Goal of the exercise:
Give the lines from the start of the items up to and including the line with "Segment every instance" as a JSON list of strings, one string per line, leaving out any blank lines.

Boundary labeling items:
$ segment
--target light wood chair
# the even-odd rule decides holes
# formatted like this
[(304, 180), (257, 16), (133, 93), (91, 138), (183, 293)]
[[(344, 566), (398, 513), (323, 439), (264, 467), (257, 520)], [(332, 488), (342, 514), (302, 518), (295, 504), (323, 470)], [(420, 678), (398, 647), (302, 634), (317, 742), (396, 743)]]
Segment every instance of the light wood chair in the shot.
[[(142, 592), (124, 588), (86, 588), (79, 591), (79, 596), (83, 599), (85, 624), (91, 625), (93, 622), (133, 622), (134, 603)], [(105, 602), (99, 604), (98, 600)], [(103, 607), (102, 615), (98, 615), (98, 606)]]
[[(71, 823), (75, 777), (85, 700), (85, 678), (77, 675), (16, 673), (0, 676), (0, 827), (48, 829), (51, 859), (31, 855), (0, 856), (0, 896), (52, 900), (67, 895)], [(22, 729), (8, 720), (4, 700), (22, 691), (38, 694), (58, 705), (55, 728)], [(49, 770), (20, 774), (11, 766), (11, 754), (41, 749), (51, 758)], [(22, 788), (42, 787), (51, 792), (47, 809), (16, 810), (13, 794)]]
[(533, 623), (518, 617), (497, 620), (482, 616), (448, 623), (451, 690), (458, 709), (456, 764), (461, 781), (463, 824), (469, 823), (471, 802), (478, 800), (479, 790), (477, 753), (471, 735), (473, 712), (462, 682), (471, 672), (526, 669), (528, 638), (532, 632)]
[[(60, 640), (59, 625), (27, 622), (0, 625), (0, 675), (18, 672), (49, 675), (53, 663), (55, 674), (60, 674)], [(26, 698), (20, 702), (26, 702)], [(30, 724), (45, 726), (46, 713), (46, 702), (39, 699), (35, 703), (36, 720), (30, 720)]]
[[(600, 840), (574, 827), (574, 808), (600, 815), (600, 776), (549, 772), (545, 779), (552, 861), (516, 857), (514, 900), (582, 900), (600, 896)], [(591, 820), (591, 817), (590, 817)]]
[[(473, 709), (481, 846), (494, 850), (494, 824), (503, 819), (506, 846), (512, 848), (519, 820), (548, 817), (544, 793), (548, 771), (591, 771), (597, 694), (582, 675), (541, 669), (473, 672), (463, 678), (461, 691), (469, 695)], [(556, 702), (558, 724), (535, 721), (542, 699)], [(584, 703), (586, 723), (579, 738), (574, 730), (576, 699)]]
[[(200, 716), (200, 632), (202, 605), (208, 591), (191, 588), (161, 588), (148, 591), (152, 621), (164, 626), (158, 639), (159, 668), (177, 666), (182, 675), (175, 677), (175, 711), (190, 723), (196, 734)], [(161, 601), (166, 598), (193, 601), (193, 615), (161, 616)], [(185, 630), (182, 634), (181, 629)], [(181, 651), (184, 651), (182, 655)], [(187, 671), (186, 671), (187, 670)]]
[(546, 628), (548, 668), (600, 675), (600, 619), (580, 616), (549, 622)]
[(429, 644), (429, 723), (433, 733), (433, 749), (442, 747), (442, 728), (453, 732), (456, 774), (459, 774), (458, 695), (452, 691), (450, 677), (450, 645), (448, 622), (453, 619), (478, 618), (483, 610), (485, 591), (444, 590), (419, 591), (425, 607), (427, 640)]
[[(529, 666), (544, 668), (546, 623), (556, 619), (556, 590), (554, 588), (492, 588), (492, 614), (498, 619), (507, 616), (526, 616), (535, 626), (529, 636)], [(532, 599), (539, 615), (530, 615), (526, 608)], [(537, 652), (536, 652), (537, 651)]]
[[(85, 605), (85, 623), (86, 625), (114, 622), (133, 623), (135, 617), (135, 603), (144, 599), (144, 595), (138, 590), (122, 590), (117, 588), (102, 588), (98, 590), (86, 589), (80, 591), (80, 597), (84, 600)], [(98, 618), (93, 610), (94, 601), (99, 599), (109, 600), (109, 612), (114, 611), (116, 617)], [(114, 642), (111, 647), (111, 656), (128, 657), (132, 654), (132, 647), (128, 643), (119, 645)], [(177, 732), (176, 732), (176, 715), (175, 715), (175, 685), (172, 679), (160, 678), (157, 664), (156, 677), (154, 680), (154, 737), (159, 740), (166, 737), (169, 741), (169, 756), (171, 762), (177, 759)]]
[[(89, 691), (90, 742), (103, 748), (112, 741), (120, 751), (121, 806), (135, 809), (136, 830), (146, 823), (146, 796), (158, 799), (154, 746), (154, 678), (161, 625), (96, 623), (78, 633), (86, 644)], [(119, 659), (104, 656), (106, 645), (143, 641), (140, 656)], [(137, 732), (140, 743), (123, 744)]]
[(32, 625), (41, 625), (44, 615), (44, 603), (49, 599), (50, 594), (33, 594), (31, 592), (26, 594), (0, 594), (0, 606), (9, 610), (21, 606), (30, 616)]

Response to the exercise:
[
  "$ segment",
  "--target light wood chair",
  "# the even-odd rule decides holes",
  "# formatted like this",
  "[(304, 180), (257, 16), (133, 93), (91, 138), (183, 293)]",
  "[[(344, 566), (398, 513), (323, 439), (264, 467), (257, 520)], [(332, 488), (342, 514), (302, 518), (295, 504), (323, 470)], [(420, 678), (398, 647), (302, 634), (317, 742), (396, 743)]]",
  "Segment every instance of the light wood chair in the shot."
]